▸ **DIRECTIONS FOR THIS TASK**
Repeat exactly the lines from the line containing "Target: man in grey suit" through the last line of the records below, inclusive, and nothing else.

↓↓↓

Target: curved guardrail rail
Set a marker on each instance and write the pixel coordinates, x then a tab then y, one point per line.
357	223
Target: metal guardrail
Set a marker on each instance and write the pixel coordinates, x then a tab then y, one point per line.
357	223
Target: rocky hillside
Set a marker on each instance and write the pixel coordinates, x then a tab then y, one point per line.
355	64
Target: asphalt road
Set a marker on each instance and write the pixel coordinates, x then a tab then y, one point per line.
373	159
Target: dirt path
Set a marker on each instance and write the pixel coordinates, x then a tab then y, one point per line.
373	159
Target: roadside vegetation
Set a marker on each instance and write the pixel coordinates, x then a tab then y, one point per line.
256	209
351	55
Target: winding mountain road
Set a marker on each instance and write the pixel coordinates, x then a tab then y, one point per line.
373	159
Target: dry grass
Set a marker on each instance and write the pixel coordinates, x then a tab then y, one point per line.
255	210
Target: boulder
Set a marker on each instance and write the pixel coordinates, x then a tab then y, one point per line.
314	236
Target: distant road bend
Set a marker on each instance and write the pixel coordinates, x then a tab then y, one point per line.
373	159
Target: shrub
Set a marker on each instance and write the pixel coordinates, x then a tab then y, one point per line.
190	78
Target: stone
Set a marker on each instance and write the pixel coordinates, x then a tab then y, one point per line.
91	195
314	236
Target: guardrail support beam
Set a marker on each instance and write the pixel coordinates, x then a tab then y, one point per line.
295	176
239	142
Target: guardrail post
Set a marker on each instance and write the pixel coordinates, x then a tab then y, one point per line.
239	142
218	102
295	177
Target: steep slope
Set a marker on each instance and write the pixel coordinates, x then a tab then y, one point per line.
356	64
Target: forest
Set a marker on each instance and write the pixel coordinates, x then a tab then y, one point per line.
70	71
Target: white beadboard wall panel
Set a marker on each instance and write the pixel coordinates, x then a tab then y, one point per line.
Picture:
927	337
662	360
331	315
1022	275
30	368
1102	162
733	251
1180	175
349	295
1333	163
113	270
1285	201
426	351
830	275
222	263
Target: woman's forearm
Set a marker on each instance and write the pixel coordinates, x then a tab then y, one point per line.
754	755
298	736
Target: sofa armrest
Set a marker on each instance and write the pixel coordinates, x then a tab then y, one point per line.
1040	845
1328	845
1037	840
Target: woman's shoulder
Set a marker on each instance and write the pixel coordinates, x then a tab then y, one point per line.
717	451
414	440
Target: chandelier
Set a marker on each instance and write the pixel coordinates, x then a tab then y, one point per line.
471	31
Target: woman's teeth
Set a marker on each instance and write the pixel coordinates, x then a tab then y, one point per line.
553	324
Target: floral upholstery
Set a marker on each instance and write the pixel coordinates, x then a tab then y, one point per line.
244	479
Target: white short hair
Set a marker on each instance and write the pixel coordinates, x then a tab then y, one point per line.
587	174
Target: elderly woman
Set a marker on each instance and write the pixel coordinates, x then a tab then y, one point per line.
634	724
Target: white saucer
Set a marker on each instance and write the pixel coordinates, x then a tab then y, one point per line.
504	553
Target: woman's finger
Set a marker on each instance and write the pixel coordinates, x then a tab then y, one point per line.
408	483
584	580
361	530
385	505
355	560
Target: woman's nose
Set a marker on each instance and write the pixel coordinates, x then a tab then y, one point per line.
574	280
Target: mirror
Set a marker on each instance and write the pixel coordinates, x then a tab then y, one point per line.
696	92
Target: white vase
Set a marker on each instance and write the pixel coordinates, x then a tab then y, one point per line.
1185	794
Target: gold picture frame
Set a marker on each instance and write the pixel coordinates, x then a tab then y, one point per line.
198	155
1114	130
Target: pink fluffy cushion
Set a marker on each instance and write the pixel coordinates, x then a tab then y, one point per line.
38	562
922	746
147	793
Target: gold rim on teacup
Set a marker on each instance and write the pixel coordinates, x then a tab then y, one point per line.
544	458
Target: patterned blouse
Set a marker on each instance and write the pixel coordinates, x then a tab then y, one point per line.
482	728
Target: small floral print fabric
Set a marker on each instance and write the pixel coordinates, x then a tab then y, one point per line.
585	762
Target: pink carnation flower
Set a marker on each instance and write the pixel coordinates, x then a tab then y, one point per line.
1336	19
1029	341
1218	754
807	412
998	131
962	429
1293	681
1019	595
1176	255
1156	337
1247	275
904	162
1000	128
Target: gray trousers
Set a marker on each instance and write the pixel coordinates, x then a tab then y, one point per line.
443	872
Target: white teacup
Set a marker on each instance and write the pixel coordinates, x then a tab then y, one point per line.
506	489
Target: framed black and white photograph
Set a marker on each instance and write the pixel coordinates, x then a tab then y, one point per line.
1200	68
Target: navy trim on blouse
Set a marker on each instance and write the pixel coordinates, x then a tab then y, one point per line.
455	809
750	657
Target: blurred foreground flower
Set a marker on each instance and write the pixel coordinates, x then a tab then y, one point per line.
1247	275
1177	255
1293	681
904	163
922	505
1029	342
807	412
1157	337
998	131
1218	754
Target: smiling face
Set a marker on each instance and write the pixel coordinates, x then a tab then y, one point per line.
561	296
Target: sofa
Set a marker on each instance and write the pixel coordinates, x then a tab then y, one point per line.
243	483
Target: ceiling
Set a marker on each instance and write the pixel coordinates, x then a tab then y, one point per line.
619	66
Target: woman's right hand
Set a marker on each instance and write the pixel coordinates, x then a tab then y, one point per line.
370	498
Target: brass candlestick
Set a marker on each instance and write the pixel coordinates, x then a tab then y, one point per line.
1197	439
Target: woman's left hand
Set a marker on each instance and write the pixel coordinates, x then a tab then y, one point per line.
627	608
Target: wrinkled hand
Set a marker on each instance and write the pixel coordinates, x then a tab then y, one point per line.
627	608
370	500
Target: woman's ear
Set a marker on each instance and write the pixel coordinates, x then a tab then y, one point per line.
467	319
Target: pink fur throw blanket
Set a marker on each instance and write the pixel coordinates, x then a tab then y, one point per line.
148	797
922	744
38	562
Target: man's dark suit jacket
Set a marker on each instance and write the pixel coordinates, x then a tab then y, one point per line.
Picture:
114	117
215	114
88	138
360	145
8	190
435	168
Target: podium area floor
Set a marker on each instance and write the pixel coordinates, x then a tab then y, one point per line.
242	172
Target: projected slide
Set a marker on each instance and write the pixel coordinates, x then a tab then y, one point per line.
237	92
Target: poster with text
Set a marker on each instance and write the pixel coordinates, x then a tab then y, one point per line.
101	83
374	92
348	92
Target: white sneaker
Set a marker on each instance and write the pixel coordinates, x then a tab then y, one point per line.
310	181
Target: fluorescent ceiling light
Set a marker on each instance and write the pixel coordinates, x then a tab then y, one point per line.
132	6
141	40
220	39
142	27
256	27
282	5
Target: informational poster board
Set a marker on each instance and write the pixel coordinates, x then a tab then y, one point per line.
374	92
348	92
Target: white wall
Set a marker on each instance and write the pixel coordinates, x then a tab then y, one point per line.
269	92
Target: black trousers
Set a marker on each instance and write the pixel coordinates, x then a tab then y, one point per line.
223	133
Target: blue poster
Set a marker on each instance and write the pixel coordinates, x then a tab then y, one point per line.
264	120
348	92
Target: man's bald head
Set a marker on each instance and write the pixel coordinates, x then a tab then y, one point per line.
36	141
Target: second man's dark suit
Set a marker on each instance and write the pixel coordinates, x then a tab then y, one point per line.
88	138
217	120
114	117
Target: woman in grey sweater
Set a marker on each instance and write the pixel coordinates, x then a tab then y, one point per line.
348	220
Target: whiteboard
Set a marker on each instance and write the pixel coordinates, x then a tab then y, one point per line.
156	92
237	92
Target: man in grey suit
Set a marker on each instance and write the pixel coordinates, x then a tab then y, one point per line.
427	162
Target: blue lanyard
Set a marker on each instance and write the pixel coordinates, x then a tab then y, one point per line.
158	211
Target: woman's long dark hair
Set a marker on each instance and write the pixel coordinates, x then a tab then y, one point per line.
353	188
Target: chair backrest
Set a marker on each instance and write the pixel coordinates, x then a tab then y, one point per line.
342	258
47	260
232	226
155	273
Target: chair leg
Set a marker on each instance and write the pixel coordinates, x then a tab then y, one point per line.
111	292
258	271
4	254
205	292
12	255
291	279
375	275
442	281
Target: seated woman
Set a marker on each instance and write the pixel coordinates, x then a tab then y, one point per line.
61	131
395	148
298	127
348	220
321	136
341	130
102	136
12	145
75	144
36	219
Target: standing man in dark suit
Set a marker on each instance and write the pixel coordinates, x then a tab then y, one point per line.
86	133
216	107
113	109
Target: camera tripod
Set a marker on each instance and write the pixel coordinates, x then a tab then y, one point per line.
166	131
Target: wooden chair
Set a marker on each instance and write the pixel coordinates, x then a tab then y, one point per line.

↑↑↑

▸ **RESULT OF THE TASK**
Target: man in grey suit
Set a marker on each instance and write the pixel coordinates, x then a tab then y, one point per line.
427	162
Target: blue lanyard
Set a marker on each instance and write the pixel coordinates, x then a tab then y, one point per line.
158	211
Target: woman's long dark hair
Set a marker on each instance and write the pixel coordinates, x then a tab then y, one point per line.
353	188
Target: chair backrest
Set a marker on each instance and write the pixel coordinates, x then a tab then y, one point per line.
342	258
47	260
232	226
155	273
Target: chair leg
Set a marker on each instance and write the pixel coordinates, x then a tab then y, one point per line.
111	292
258	271
4	254
205	292
12	255
291	279
375	275
442	281
Target: seated woman
Set a marker on each instance and write the pixel coordinates, x then a tab then y, one point per line.
61	131
395	148
298	127
348	220
321	136
341	130
102	136
12	145
75	144
36	219
Target: standing man in dark suit
Set a marker on each instance and write the pixel coordinates, x then a tab then y, one point per line.
86	133
216	107
113	109
Target: camera tripod
Set a marker on each instance and write the pixel coordinates, x then a tab then y, one point per line.
166	131
Target: wooden chair
Set a marker on each instance and write the pixel coordinates, x then a tab then y, one point per line.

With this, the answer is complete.